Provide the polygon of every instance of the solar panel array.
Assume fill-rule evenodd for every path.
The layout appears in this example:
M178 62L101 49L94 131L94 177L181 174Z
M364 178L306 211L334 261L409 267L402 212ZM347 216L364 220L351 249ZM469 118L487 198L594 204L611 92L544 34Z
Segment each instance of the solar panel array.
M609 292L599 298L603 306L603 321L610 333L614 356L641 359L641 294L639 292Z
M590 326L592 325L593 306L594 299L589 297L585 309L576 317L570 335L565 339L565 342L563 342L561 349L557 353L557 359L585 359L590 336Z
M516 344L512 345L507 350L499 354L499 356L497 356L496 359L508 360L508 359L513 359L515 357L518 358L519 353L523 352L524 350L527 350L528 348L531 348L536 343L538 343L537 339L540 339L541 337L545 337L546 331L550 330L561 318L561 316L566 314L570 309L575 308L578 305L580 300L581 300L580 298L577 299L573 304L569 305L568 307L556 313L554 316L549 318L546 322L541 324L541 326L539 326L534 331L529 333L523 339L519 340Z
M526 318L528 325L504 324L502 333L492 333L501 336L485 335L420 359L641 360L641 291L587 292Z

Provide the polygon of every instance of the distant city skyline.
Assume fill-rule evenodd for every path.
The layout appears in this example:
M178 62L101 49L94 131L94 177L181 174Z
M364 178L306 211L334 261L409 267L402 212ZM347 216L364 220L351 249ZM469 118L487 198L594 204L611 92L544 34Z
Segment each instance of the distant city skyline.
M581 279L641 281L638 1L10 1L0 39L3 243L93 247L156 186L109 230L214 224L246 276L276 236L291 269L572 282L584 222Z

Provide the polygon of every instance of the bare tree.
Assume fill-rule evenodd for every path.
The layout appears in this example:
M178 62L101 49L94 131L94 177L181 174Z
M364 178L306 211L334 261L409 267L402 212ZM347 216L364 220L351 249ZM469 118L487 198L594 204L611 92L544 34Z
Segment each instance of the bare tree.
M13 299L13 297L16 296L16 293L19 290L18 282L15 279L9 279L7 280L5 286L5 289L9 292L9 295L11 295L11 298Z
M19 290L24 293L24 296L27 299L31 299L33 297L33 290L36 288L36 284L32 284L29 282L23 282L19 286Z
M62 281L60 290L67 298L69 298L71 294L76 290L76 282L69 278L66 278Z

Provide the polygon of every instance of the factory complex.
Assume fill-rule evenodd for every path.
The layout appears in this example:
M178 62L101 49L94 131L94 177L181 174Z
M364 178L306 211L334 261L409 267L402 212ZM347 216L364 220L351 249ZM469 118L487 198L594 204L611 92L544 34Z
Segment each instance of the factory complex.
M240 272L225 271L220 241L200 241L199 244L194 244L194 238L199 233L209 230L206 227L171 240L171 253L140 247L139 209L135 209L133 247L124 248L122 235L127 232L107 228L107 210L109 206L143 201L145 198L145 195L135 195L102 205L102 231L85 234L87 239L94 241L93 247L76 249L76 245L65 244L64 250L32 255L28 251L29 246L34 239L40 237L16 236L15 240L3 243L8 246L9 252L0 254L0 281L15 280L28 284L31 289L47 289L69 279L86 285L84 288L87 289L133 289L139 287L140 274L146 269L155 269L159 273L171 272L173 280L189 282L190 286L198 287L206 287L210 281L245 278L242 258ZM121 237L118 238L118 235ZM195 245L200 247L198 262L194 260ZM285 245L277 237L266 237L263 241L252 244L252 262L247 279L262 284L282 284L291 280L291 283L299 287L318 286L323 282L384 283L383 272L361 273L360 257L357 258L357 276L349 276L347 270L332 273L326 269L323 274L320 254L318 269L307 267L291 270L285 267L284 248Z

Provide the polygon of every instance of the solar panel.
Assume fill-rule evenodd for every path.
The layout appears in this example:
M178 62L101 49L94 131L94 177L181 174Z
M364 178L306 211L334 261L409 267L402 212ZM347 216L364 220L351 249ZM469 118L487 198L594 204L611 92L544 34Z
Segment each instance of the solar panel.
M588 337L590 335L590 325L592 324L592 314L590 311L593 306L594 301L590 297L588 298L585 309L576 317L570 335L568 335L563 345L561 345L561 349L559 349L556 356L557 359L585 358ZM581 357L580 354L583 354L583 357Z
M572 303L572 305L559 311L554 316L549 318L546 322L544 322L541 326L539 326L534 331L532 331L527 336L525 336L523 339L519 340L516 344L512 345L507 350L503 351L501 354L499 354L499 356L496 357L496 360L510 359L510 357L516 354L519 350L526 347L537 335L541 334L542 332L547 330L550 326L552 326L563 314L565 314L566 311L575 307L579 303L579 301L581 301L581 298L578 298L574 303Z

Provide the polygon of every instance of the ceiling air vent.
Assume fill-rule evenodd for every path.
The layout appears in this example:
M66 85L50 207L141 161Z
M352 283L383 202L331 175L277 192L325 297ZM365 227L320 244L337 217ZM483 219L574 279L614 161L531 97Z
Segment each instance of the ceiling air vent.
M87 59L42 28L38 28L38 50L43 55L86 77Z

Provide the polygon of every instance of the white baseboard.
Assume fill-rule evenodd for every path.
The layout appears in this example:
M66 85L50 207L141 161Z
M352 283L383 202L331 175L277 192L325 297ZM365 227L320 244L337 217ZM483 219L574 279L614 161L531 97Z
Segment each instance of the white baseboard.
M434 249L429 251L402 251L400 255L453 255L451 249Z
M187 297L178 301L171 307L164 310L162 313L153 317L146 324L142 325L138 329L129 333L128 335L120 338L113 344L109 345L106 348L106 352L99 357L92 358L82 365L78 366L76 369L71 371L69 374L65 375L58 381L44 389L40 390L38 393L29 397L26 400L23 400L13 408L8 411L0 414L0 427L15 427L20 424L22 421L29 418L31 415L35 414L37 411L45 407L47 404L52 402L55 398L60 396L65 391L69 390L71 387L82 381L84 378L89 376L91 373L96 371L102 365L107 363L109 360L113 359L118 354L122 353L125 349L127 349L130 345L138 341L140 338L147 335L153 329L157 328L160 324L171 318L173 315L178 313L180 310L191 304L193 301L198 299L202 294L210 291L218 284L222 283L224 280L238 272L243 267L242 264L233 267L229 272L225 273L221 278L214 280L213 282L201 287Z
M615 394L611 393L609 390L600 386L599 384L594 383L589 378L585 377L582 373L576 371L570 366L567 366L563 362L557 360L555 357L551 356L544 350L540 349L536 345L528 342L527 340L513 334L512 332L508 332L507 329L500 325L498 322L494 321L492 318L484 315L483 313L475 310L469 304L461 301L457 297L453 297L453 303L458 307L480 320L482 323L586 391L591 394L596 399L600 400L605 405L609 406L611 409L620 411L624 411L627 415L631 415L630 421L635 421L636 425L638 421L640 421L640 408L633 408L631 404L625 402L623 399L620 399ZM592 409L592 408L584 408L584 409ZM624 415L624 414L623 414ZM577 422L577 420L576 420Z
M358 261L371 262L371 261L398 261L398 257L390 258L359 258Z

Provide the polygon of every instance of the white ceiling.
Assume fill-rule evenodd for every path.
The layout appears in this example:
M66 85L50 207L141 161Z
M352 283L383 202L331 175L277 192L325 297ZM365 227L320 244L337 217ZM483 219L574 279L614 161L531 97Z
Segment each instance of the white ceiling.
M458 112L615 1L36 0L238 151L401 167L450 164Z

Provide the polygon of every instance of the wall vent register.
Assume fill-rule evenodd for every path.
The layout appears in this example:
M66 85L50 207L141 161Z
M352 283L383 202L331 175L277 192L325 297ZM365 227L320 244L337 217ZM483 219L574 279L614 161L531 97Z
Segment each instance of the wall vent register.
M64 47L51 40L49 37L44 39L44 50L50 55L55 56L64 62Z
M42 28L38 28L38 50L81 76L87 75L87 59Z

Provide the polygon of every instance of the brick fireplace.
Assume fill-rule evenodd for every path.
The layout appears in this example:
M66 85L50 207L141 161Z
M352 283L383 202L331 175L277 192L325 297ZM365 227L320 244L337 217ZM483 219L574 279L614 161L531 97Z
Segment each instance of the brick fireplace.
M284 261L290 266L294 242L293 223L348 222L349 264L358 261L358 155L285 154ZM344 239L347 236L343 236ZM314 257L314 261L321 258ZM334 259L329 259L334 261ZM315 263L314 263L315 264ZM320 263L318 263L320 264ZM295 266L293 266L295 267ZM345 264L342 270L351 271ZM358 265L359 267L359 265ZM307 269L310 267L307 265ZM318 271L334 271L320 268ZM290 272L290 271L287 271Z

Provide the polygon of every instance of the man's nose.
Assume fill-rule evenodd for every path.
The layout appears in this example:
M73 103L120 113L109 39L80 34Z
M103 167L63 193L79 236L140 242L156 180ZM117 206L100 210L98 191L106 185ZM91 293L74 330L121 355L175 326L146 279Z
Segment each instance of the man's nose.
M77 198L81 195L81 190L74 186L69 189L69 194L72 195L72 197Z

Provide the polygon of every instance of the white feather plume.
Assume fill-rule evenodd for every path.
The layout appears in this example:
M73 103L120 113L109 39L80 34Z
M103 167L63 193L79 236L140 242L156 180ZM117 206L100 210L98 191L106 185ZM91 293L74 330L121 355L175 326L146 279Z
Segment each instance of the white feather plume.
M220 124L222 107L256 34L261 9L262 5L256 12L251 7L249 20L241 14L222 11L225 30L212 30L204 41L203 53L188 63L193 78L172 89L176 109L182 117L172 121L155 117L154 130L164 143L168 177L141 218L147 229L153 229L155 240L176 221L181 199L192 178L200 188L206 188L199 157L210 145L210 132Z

ASSIGNMENT:
The lines to return run from the one containing "Segment each instance of the wall" through the last line of the material above. Please reproduce them exactly.

SOLUTION:
Segment each instance of the wall vent register.
M64 47L51 40L49 37L44 39L44 50L50 55L55 56L64 62Z
M42 28L38 28L38 50L81 76L87 75L87 59Z

Provide the polygon of every instance of the brick fireplace.
Assume fill-rule evenodd for every path.
The layout appears in this example:
M66 85L50 207L141 161Z
M352 283L383 202L331 175L277 192L325 297ZM365 227L320 244L337 217ZM483 219L574 279L614 161L531 97Z
Segment each instance of the brick fireplace.
M284 261L290 266L294 242L293 223L348 222L349 264L358 261L358 155L285 154ZM344 239L347 236L343 236ZM314 257L314 261L321 258ZM334 259L329 259L334 261ZM315 263L314 263L315 264ZM320 263L318 263L320 264ZM295 266L293 266L295 267ZM345 264L342 270L351 271ZM358 265L359 267L359 265ZM307 269L310 267L307 265ZM318 271L334 271L320 268ZM290 272L290 271L287 271Z

Provide the polygon of every instance of the man's nose.
Assume fill-rule evenodd for every path.
The layout appears in this example:
M73 103L120 113L109 39L80 34Z
M103 167L63 193L79 236L140 242L156 180ZM117 206L100 210L98 191L106 185ZM91 293L74 330L121 355L175 326L146 279Z
Segment each instance of the man's nose.
M77 198L81 195L81 190L74 186L69 189L69 194L72 195L72 197Z

Provide the polygon of every instance of the white feather plume.
Assume fill-rule evenodd for every path.
The layout appears in this example:
M73 103L120 113L109 39L80 34Z
M103 167L63 193L79 236L140 242L156 180ZM117 206L100 210L98 191L106 185ZM91 293L74 330L121 355L175 326L146 279Z
Segment each instance of the white feather plume.
M220 124L222 107L256 34L261 9L262 5L256 12L251 7L249 20L241 14L222 11L225 30L212 30L204 41L203 53L188 63L193 78L172 89L176 109L182 117L172 121L155 117L154 130L164 143L168 177L141 218L147 229L153 229L155 240L176 221L181 199L192 178L200 188L206 188L199 157L210 145L210 132Z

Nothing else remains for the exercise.